- _Provided records_:
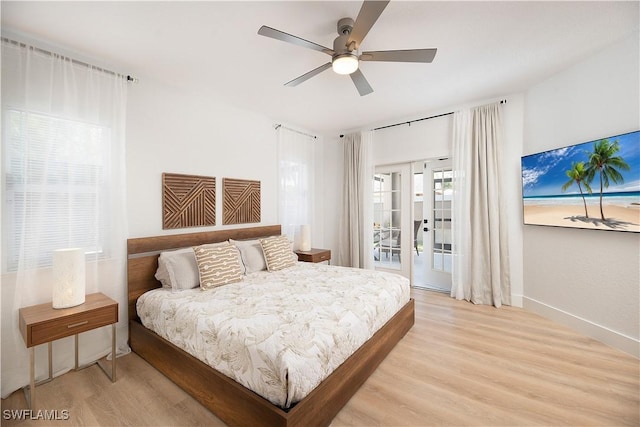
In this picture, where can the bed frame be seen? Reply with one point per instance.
(227, 399)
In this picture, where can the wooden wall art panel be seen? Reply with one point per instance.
(188, 201)
(240, 201)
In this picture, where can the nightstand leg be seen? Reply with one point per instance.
(32, 379)
(112, 374)
(50, 360)
(76, 351)
(113, 353)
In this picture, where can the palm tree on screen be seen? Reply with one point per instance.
(578, 175)
(603, 159)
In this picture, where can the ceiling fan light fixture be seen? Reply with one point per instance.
(345, 63)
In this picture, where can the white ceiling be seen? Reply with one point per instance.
(485, 50)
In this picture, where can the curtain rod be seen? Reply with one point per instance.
(504, 101)
(72, 60)
(278, 125)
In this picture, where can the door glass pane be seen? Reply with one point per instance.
(442, 196)
(386, 219)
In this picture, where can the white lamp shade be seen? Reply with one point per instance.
(305, 237)
(345, 64)
(68, 277)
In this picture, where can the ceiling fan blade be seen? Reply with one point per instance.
(307, 76)
(368, 15)
(280, 35)
(361, 83)
(411, 55)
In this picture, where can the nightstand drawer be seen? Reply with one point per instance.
(71, 325)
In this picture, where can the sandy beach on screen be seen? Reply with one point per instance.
(620, 218)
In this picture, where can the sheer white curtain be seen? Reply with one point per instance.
(63, 173)
(296, 172)
(356, 218)
(481, 259)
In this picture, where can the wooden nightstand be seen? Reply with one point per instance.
(314, 255)
(42, 323)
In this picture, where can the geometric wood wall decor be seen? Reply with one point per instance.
(240, 201)
(188, 200)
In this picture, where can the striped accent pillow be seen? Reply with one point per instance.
(217, 265)
(277, 253)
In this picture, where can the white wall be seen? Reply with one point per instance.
(170, 130)
(432, 138)
(587, 279)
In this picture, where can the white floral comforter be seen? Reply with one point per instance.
(279, 334)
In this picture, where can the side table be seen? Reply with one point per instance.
(42, 323)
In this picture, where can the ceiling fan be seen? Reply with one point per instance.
(344, 55)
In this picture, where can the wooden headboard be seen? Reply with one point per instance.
(143, 253)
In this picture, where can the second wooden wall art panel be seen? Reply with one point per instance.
(188, 201)
(240, 201)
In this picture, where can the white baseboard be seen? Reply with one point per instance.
(614, 339)
(516, 300)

- _Directions_: Give back the full listing above word for word, and let no picture through.

- _Result of this task_:
In this picture, where can the bed frame be seen? Reply with one point per instance.
(227, 399)
In this picture, where can the wooden wall art panel be seen? Reply with one point per instance.
(188, 201)
(240, 201)
In this picture, where can the nightstand leg be seen? Reply with one point per instance.
(32, 379)
(112, 374)
(50, 360)
(76, 351)
(113, 353)
In this picture, where can the palm tree on screen be seen? Reply with one point per instance.
(578, 175)
(603, 159)
In this picture, where can the ceiling fan light fixture be seen? Reply with one point per instance.
(345, 63)
In this picture, where can the white ceiling be seen? Reply with one point per instance.
(485, 50)
In this picture, where can the curtain rod be seen? Reply with one point per instance.
(504, 101)
(72, 60)
(278, 125)
In this picture, where can the door glass pane be seen? Reply with one point per instance.
(442, 196)
(386, 219)
In this picture, where can the white lamp shade be seen? Reply with one point per instance.
(305, 237)
(345, 64)
(68, 277)
In this picture, where can the ceiling fan blade be seen? Reply with one point per instance.
(307, 76)
(368, 15)
(280, 35)
(361, 83)
(411, 55)
In this picture, where can the nightstand drawer be seen? Reply with one point per instance.
(71, 325)
In this picture, where can the sandy beach on screen be seen? Reply with one point per instance.
(620, 218)
In this picture, where can the sheer white curtain be seen? Reply with one point per instance.
(63, 173)
(296, 172)
(356, 218)
(481, 259)
In this picture, where can the wooden nightstand be seen? Reply with one point per instance.
(314, 255)
(42, 323)
In this picture, where can the geometric wood wall decor be seen? Reply with one point per instance.
(240, 201)
(188, 200)
In this picture, where can the striped accent pillow be seen? Reply with one point per instance.
(217, 265)
(277, 253)
In this picture, where can the white wall be seen? Reply with one point per instance.
(170, 130)
(432, 138)
(587, 279)
In this picture, where can the white floral comforter be seen? Reply with one point per instance.
(279, 334)
In this picture, where can the side table be seen? Reply with one point per instance.
(42, 323)
In this picture, where can the ceiling fan be seen? Reply with one point per instance.
(344, 55)
In this picture, where can the wooden headboard be seen? Reply with one point per instance.
(143, 253)
In this picture, where can the second wooden wall art panel be seen? Reply with one point per instance.
(188, 201)
(240, 201)
In this picture, where can the white baseboard be seen? Reply with one point per instance.
(614, 339)
(516, 300)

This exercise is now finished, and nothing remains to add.